## PROMPT
Copy the material from its start through the line containing "<point>632,367</point>", including the requests, and multiply every coordinate in the answers by 0.95, rounding to whole numbers with halves rounded up. Leave the numbers in the requests and in their format samples unchanged.
>> Start
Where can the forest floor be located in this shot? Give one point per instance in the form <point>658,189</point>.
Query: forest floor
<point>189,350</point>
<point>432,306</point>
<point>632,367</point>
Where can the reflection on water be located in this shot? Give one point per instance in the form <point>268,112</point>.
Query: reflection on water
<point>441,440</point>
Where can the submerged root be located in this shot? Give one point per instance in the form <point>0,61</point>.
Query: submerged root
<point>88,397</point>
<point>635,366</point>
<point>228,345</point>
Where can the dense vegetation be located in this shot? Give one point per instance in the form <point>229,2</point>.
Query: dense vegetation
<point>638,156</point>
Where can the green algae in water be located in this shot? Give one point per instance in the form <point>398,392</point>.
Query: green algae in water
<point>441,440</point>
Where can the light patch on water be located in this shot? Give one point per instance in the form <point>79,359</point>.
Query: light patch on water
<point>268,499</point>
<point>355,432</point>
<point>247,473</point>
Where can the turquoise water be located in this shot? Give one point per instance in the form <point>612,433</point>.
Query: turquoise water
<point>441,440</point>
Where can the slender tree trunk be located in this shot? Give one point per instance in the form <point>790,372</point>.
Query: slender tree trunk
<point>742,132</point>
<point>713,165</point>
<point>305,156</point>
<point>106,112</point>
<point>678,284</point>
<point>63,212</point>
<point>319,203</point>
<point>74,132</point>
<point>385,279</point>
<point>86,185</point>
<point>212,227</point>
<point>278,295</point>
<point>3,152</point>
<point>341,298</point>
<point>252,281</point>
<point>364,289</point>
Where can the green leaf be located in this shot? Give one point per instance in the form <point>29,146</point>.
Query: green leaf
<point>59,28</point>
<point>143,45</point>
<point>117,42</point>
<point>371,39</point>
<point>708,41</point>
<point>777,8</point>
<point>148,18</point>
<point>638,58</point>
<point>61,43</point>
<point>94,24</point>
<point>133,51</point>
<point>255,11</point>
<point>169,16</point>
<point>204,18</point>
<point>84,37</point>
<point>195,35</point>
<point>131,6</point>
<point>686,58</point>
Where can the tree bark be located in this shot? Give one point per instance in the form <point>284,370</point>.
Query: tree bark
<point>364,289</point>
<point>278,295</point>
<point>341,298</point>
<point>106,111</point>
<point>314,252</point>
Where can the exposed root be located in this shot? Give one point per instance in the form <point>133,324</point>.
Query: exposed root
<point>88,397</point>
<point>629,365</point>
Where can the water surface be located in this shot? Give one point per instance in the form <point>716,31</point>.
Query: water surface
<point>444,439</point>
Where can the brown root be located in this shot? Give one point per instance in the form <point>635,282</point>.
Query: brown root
>> End
## REPLY TO THE EXERCISE
Where can the forest floor be located in this shot? Give one point per instance in the form <point>658,189</point>.
Query: forest floor
<point>180,333</point>
<point>410,291</point>
<point>600,349</point>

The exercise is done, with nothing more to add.